▶ [Work required]: The reply should hold every entry exactly as written and none of the pictures.

Image-grounded pointing data:
:::::
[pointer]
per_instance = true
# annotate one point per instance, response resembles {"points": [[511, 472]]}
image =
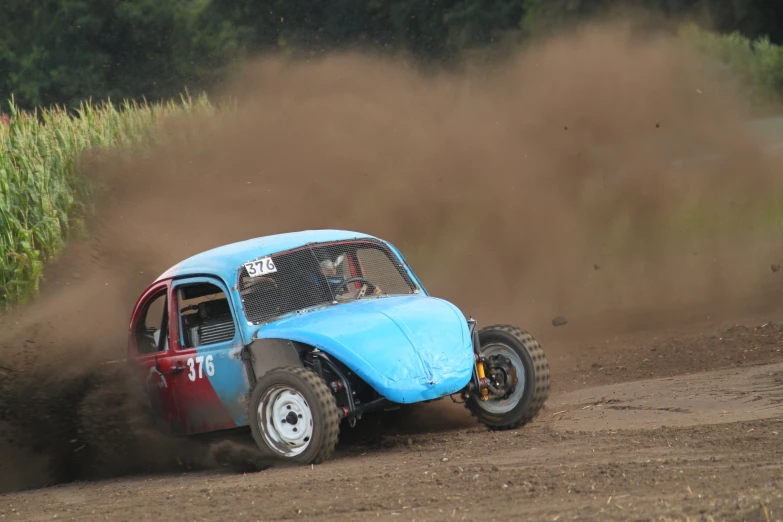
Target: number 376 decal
{"points": [[203, 363]]}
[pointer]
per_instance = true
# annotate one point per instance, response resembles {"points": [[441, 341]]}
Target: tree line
{"points": [[67, 51]]}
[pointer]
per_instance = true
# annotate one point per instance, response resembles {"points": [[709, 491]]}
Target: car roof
{"points": [[225, 260]]}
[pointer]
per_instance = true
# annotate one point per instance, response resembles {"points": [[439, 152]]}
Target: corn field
{"points": [[44, 202]]}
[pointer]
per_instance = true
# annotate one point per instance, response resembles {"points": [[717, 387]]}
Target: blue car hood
{"points": [[408, 348]]}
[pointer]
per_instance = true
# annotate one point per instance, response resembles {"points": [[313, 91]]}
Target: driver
{"points": [[329, 269]]}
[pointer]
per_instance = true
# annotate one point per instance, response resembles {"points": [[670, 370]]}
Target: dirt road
{"points": [[677, 445]]}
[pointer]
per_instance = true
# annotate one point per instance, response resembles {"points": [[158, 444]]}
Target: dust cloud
{"points": [[542, 186]]}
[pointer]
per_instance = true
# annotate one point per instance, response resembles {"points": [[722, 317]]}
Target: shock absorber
{"points": [[482, 378]]}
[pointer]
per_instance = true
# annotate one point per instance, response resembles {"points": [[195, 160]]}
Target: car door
{"points": [[213, 387], [151, 353]]}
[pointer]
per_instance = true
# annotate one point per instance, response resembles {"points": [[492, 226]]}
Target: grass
{"points": [[43, 200]]}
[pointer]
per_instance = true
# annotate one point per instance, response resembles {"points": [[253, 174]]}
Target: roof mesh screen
{"points": [[320, 274]]}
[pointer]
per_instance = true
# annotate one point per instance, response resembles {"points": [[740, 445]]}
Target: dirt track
{"points": [[683, 443], [495, 169]]}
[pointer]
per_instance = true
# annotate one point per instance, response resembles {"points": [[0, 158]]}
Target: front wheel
{"points": [[293, 415], [517, 369]]}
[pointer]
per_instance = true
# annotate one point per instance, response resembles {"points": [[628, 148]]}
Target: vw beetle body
{"points": [[213, 329]]}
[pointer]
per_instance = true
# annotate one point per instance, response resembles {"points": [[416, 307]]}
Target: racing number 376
{"points": [[203, 363]]}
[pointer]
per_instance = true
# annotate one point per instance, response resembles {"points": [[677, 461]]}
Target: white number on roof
{"points": [[262, 266]]}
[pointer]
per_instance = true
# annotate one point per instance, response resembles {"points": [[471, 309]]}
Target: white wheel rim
{"points": [[285, 420]]}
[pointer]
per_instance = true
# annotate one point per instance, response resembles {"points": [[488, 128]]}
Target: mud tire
{"points": [[536, 371], [322, 407]]}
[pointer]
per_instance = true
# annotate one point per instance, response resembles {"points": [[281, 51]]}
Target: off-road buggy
{"points": [[295, 334]]}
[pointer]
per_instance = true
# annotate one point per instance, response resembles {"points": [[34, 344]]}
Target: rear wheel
{"points": [[293, 416], [516, 366]]}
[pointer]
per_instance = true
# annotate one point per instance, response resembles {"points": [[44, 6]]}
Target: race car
{"points": [[296, 334]]}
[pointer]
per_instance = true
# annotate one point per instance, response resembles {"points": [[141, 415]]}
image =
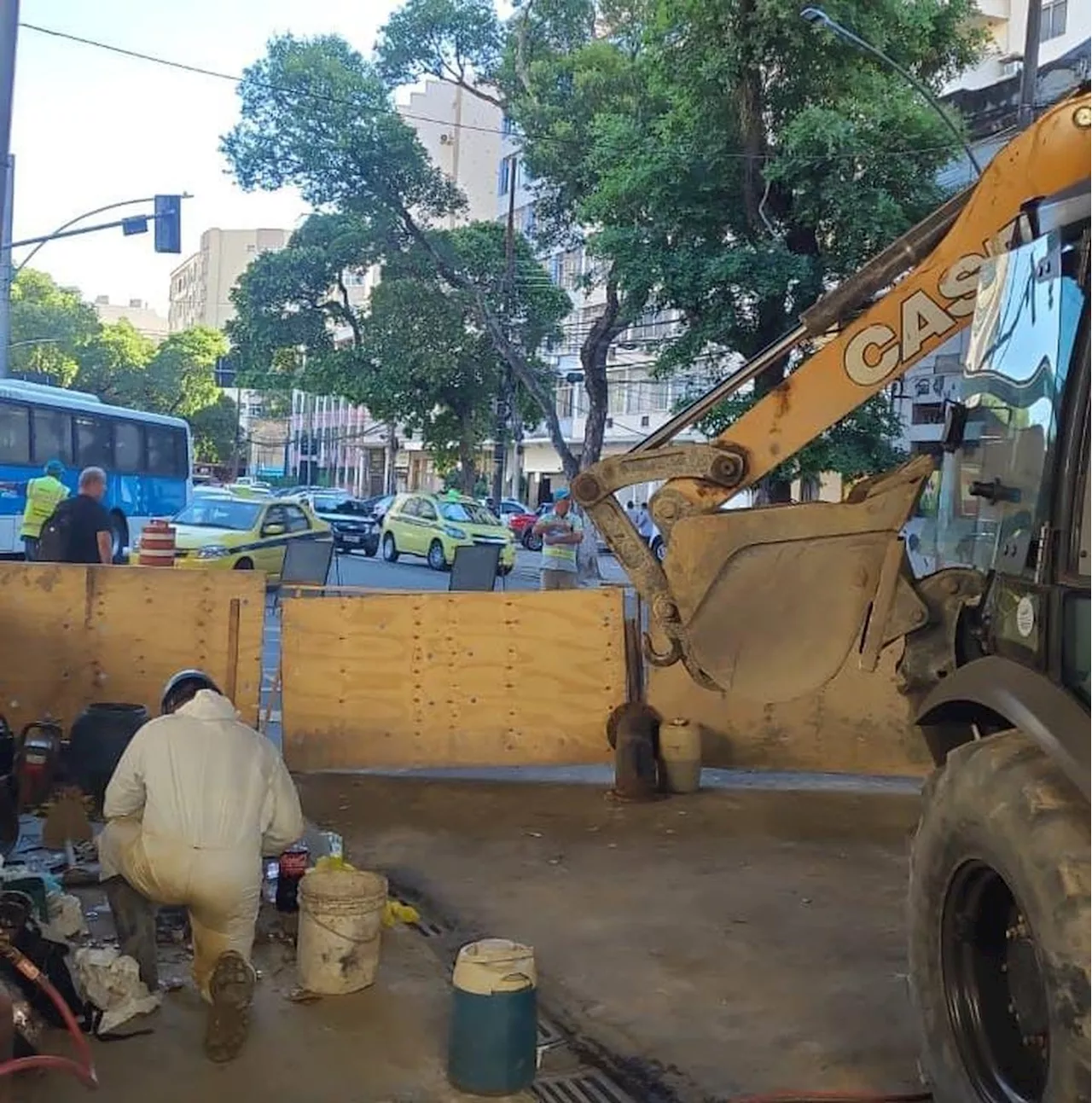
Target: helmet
{"points": [[182, 688]]}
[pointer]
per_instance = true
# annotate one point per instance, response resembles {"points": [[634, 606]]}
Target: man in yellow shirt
{"points": [[44, 496]]}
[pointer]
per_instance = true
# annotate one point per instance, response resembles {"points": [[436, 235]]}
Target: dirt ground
{"points": [[728, 942], [385, 1045]]}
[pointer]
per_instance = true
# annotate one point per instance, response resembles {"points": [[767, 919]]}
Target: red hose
{"points": [[834, 1098], [84, 1072]]}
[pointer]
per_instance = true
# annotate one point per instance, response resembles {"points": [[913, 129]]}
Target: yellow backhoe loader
{"points": [[770, 602]]}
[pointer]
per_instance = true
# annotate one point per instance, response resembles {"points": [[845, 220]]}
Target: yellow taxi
{"points": [[435, 525], [237, 533]]}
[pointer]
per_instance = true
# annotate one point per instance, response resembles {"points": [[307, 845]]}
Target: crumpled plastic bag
{"points": [[112, 982], [67, 917]]}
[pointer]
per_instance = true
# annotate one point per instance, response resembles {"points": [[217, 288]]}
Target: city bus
{"points": [[146, 456]]}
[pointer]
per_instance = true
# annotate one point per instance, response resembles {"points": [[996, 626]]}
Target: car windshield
{"points": [[331, 503], [468, 513], [219, 513]]}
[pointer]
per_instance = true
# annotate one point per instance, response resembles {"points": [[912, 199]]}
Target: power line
{"points": [[321, 97]]}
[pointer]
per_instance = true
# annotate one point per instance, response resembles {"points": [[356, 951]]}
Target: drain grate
{"points": [[579, 1088]]}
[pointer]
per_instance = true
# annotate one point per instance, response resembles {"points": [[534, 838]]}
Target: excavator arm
{"points": [[737, 589]]}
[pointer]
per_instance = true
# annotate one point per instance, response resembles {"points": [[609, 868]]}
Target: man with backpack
{"points": [[44, 496], [79, 530]]}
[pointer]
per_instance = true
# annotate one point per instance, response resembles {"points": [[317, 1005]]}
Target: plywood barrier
{"points": [[72, 636], [857, 723], [439, 680]]}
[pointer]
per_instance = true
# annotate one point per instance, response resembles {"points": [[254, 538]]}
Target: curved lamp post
{"points": [[819, 18]]}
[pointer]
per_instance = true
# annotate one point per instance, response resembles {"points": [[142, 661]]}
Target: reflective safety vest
{"points": [[561, 556], [44, 496]]}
:::::
▶ [Solution to this problem]:
[pointer]
per_instance = true
# annotate one point per instance, response resembles {"points": [[511, 472]]}
image =
Target: number 376 decal
{"points": [[203, 363]]}
[pointer]
per_instance = true
# annotate one point per instance, response resembles {"points": [[441, 341]]}
Target: tree line
{"points": [[67, 51]]}
[pointer]
per_instance = true
# annotate one point per instance, response resembles {"points": [[709, 491]]}
Target: car roof
{"points": [[225, 260]]}
[pointer]
per_instance = true
# annotate one point per instance, response resembles {"points": [[439, 152]]}
Target: corn field
{"points": [[44, 202]]}
[pointer]
per_instance = true
# annotate one point per instance, response resembles {"points": [[717, 387]]}
Target: blue car hood
{"points": [[408, 348]]}
[pointer]
per_instance = true
# annotate one point per instance, response resembles {"points": [[313, 91]]}
Target: driver
{"points": [[329, 269]]}
[pointer]
per_instance = true
# annotate one point per instance, response resembles {"points": [[670, 370]]}
Target: dirt road
{"points": [[677, 445]]}
[pointer]
per_instance = true
# annotate one point per instance, response resembles {"points": [[158, 444]]}
Target: dust cloud
{"points": [[542, 186]]}
[pointer]
per_instance = true
# annotate one point per instance, response resembles {"points": [[722, 317]]}
Target: shock absorber
{"points": [[482, 378]]}
[pointer]
per_instance = true
# annotate one point per instance, response resembles {"points": [[195, 160]]}
Target: car door
{"points": [[213, 387], [151, 353]]}
[pointer]
per_instance = true
# annotate one point per instance, response resembles {"points": [[492, 226]]}
Target: grass
{"points": [[43, 200]]}
[pointer]
per_instance = true
# annotate one point per instance, response resembles {"points": [[253, 174]]}
Target: roof mesh screen
{"points": [[320, 274]]}
[pointer]
per_instance = true
# annotate one point per instance, response resembles {"points": [[740, 445]]}
Target: dirt track
{"points": [[683, 443], [495, 169]]}
[pointer]
per_instance = true
# annotate one point per instance, response resembles {"points": [[0, 158]]}
Target: front wheel
{"points": [[293, 415], [517, 369]]}
[pointer]
per_instance = true
# annotate one point per instance, response resembles {"points": [[628, 148]]}
Target: vw beetle body
{"points": [[213, 329]]}
[pointer]
per_instance = true
# annotate one point per instance, response resembles {"points": [[416, 307]]}
Target: racing number 376
{"points": [[203, 363]]}
[pointer]
per_instance = true
# annotate one point per instance, response resembles {"points": [[677, 461]]}
Target: white number on roof
{"points": [[262, 266]]}
[pointer]
per_instance = true
# annotate one point per instance, response resembles {"points": [[471, 309]]}
Target: white wheel rim
{"points": [[285, 420]]}
[pointer]
per_instance = true
# annotate one point per instance, response resembles {"points": [[488, 128]]}
Target: mud tire
{"points": [[536, 371], [322, 407]]}
[pointer]
per_instance = true
# annotate one point per instance, response resembles {"points": [[281, 51]]}
Target: off-road buggy
{"points": [[295, 334]]}
[pointer]
per_instance = true
# annotate one point per instance, response resembles {"points": [[34, 344]]}
Target: rear wheel
{"points": [[293, 416], [516, 366]]}
[pointer]
per_instance = true
# annotate one point per instance, response resembles {"points": [[44, 6]]}
Target: race car
{"points": [[296, 334]]}
[pointer]
per_instance = true
# annotate one point per instance, response resembles {"points": [[141, 415]]}
image =
Target: helmet
{"points": [[182, 688]]}
[pointer]
per_instance = true
# annotate one point per instance, response resembles {"points": [[634, 606]]}
Target: man in yellow shirt
{"points": [[44, 496]]}
[pointer]
per_instance = true
# annotate one point per instance, response resembles {"points": [[436, 235]]}
Target: dirt ground
{"points": [[728, 942], [385, 1045]]}
[pointer]
per_instance = true
# annotate one point per instance, response resembles {"points": [[767, 919]]}
Target: red hose
{"points": [[834, 1098], [84, 1072]]}
[pointer]
per_instance = true
# annotate one point per instance, response resembles {"points": [[913, 129]]}
Target: yellow backhoe loader
{"points": [[770, 602]]}
[pointer]
per_instance = true
# annotate one point per instance, response resembles {"points": [[845, 220]]}
Target: yellow taxi
{"points": [[435, 525], [237, 533]]}
[pointer]
per_instance = true
# annotate one point per instance, response resembles {"points": [[307, 845]]}
Target: crumpled plastic bag
{"points": [[112, 982], [67, 917]]}
[pointer]
per_instance = true
# annotate one point per instance, response resembles {"points": [[217, 288]]}
Target: city bus
{"points": [[146, 456]]}
[pointer]
per_instance = true
# annotate one point per instance, response resembles {"points": [[996, 626]]}
Target: car windshield
{"points": [[331, 503], [468, 513], [219, 513]]}
[pointer]
per_instance = true
# annotate one point per instance, response resembles {"points": [[912, 199]]}
Target: power line
{"points": [[321, 97]]}
[pointer]
per_instance = true
# annotate one point per instance, response resembles {"points": [[356, 951]]}
Target: drain grate
{"points": [[579, 1088]]}
[pointer]
per_instance = true
# annotate one point per instance, response resembles {"points": [[534, 838]]}
Target: excavator arm
{"points": [[737, 589]]}
[pointer]
per_instance = true
# annotate one point per instance, response resembles {"points": [[609, 868]]}
Target: man with backpack
{"points": [[44, 496], [79, 530]]}
[pointer]
per_instance = true
# annotate one point per instance, response resembles {"points": [[317, 1005]]}
Target: plywood barrier
{"points": [[72, 636], [857, 723], [439, 680]]}
[pointer]
per_instance = true
# annotate one point per instance, response resembles {"points": [[254, 538]]}
Target: curved lamp post
{"points": [[819, 18]]}
[pointer]
per_instance = true
# annotate one point per instance, response resembles {"points": [[142, 661]]}
Target: reflective safety vest
{"points": [[561, 556], [44, 496]]}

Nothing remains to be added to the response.